### Stated goal A:
Name every username that appears as a post heading in the tone poem thread.
### Stated goal B:
From the rows below, extract each line that contains the string "brick".

### Text provided:
========================================

According to the program notes of the superb Bychkov/BBC Symphony Proms recording it is a tone poem, and it's one of my favourites too!


----------



## Roger Knox

John Ireland hasn't been mentioned yet. In order of preference:

The Forgotten Rite
A London Overture
Mai-Dun Symphonic Rhapsody


----------



## MusicSybarite

Roger Knox said:


> According to the program notes of the superb Bychkov/BBC Symphony Proms recording it is a tone poem, *and it's one of my favourites too!*


I completely agree


----------



## Steve1087

Copland:-
Quiet City
Our Town
Lincoln Portrait


----------



## Taplow

Strange Magic said:


> Ferde Grofe's _Grand Canyon Suite_ does very well, at least for the first four movements; the Sunrise segment especially effective and right up there with Grieg, Sibelius IMHO. The final thunderstorm, not so much--Beethoven is The Man here. Overall, a delightful piece of evocative music.


Agreed! I was going to mention this as a rather populist choice, but despite its mainstream appeal Grofé's ability to paint pictures through orchestration is remarkable. I've never been to the Arizona desert, but when I play this piece I am instantly transported there.


----------



## Tchaikov6

Anankasmo said:


> My favourites are certainly:
> 
> Saint-Saens: Danse macabre
> *Saint-Saens: Phaeton (great work, really really good and sadly overlooked.....)*
> Strauss: Alpensinfonie
> Strauss: Also sprach Zarathustra
> Sibelius: Swan of Tuonela


Phaeton's great!


----------



## SONDEK

As far as firm favourites go, my vote for best TONE POEM goes to LISZT Les Préludes.

Here's my current favourite version...









(You just gotta LOVE that brass section when it enters the fray...)


----------



## KJ von NNJ

Bantock - Fifine at the Fair, Dante and Beatrice. His symphonies are like tone poems. Great stuff.
Sibelius - Nightride and Sunrise, En Saga
Smetana - Hakon Jarl and Ma Vlast, Wallington's Camp
Dvorak - The Water Goblin,The Golden Spinning Wheel, The Wood Dove
Strauss - ASZ, DQ, EH, D&T, TEMP, Alpine Symphony. More like a tone poem. Gotta mention it. DJ, Metamorphosen.
Respighi - Church Windows and The Roman Trilogy
Liszt - Les Preludes, Mazeppa, Battle of the Huns, Tasso
Balakirev - Tamara
Nielsen - Saga Drom, Pan and Syrinx, Journey to the Faroe Islands
Novak - Eternal Longing, In the Tatras, Czech Suite (gotta mention this too!) A suite more like a tone poem in parts.
Schoenberg - Transfigured Night
Lilburn - Forest, A Song of Islands
Tchaikovsky - Francesca da Rimini
Zemlinsky - The Mermaid (a three movement mega tone poem)
Elgar - In the South (Alassio) I know it's an 'Overture', but it's more like a tone poem to me. A favorite.
Holst - Hammersmith, Egdon Heath
Revueltas - Sensemaya
Estevez - Noon on the Plain (Mediodia en el Llano)
Castellanos - Holy Cross of Pacairigua 
De Falla - Nights in the Gardens of Spain
Albeniz - Iberia

More, more, more!

========================================

### Data for the task:
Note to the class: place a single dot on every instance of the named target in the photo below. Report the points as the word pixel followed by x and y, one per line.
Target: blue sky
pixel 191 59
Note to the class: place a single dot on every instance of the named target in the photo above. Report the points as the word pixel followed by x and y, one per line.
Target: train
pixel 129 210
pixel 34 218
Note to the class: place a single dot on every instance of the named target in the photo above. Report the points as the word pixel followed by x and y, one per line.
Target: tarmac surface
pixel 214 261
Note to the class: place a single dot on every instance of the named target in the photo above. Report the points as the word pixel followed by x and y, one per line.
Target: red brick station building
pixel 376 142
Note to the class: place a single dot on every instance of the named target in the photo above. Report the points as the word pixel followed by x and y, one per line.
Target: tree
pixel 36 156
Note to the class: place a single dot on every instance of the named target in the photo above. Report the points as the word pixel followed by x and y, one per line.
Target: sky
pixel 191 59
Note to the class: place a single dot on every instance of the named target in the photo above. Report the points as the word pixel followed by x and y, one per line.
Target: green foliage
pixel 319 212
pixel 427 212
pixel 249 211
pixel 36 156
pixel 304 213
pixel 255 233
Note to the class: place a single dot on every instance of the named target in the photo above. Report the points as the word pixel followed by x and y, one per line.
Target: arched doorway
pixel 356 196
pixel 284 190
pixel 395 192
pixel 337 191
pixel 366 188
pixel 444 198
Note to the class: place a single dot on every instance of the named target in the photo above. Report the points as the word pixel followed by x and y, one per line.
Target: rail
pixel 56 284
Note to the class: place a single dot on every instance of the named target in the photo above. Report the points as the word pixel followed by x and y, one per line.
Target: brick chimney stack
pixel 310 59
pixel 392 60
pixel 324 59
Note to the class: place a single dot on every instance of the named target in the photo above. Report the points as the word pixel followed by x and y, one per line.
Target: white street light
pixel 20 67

========================================

### Result A:
Roger Knox
MusicSybarite
Steve1087
Taplow
Tchaikov6
SONDEK
KJ von NNJ

### Result B:
Target: red brick station building
Target: brick chimney stack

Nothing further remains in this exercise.